## Exercise aim
What is needed here is every entry, retyped exactly.
** Opening Records supplied block **
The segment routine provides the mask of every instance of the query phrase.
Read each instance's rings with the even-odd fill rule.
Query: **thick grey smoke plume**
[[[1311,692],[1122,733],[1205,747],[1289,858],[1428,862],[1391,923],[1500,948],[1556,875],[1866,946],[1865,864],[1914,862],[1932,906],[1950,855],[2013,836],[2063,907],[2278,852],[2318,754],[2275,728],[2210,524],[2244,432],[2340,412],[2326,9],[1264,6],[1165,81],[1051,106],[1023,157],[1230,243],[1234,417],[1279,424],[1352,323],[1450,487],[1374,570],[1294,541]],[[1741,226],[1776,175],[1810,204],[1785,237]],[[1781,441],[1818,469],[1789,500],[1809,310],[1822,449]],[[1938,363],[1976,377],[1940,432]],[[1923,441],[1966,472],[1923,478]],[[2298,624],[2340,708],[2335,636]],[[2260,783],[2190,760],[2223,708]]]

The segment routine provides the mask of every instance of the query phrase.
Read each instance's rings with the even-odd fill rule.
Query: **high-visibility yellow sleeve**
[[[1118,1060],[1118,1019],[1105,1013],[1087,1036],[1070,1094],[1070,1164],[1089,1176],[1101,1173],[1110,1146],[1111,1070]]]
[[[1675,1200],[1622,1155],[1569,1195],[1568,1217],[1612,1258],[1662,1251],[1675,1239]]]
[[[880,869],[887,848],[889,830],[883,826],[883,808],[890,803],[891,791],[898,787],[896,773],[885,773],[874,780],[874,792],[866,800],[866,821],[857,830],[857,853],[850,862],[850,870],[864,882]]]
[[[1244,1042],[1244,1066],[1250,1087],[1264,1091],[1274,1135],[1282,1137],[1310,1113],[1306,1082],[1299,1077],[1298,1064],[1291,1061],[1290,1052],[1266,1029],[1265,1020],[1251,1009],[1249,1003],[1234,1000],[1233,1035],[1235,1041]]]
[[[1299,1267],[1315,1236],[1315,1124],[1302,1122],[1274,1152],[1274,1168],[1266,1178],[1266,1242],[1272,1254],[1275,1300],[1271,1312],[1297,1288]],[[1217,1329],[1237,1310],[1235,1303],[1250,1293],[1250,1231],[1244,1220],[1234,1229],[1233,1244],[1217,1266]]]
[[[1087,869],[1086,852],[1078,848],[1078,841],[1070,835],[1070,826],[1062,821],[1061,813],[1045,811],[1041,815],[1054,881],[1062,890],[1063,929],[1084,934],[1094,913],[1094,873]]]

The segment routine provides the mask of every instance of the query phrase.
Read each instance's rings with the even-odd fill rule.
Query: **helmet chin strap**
** Closing Records supplied block **
## Problem solution
The segment routine provides the mask of every instance of the query phrase.
Read each instance's rings with the even-odd fill rule.
Query: **thick grey smoke plume**
[[[1311,692],[1122,733],[1205,747],[1289,858],[1428,862],[1391,923],[1500,948],[1556,875],[1866,946],[1865,864],[1914,862],[1932,906],[1950,855],[2013,836],[2063,907],[2278,852],[2318,754],[2275,728],[2210,524],[2244,432],[2340,412],[2326,9],[1264,6],[1165,81],[1051,106],[1023,157],[1230,243],[1234,417],[1279,424],[1352,323],[1450,487],[1374,570],[1294,541]],[[1741,226],[1776,175],[1810,204],[1785,237]],[[1781,441],[1818,469],[1789,500],[1809,310],[1822,449]],[[1938,363],[1976,377],[1940,432]],[[1923,441],[1966,472],[1923,478]],[[2298,624],[2340,708],[2335,636]],[[2260,783],[2190,760],[2223,708]]]

The segment routine provides the mask of every instance of the query phrase.
Read each instance's rings with the even-odd fill rule.
Query: **high-visibility yellow sleeve**
[[[1118,1060],[1118,1019],[1105,1013],[1087,1036],[1070,1094],[1070,1164],[1089,1176],[1101,1173],[1110,1146],[1111,1070]]]
[[[1675,1200],[1622,1155],[1569,1195],[1568,1217],[1612,1258],[1662,1251],[1675,1239]]]
[[[880,869],[887,848],[889,830],[883,826],[883,808],[890,803],[891,791],[898,787],[896,773],[885,773],[874,780],[874,792],[866,800],[866,821],[857,830],[857,853],[850,862],[850,870],[864,882]]]
[[[1244,1042],[1244,1066],[1250,1087],[1264,1091],[1274,1135],[1282,1137],[1310,1113],[1306,1082],[1299,1077],[1298,1064],[1291,1061],[1290,1052],[1266,1029],[1265,1020],[1251,1009],[1249,1003],[1234,1000],[1233,1035],[1235,1041]]]
[[[1299,1267],[1315,1236],[1315,1124],[1302,1122],[1274,1152],[1274,1168],[1266,1178],[1266,1242],[1272,1254],[1275,1300],[1271,1312],[1297,1288]],[[1217,1329],[1237,1310],[1235,1303],[1250,1293],[1250,1231],[1244,1220],[1234,1229],[1233,1244],[1217,1266]]]
[[[1087,869],[1086,852],[1078,848],[1078,841],[1070,835],[1070,826],[1062,821],[1061,813],[1045,811],[1041,815],[1054,881],[1062,890],[1063,929],[1084,934],[1094,913],[1094,873]]]

The segment routine provides the mask of every instance of the query phrase.
Read each instance's rings with the even-odd fill rule.
Query: **helmet chin strap**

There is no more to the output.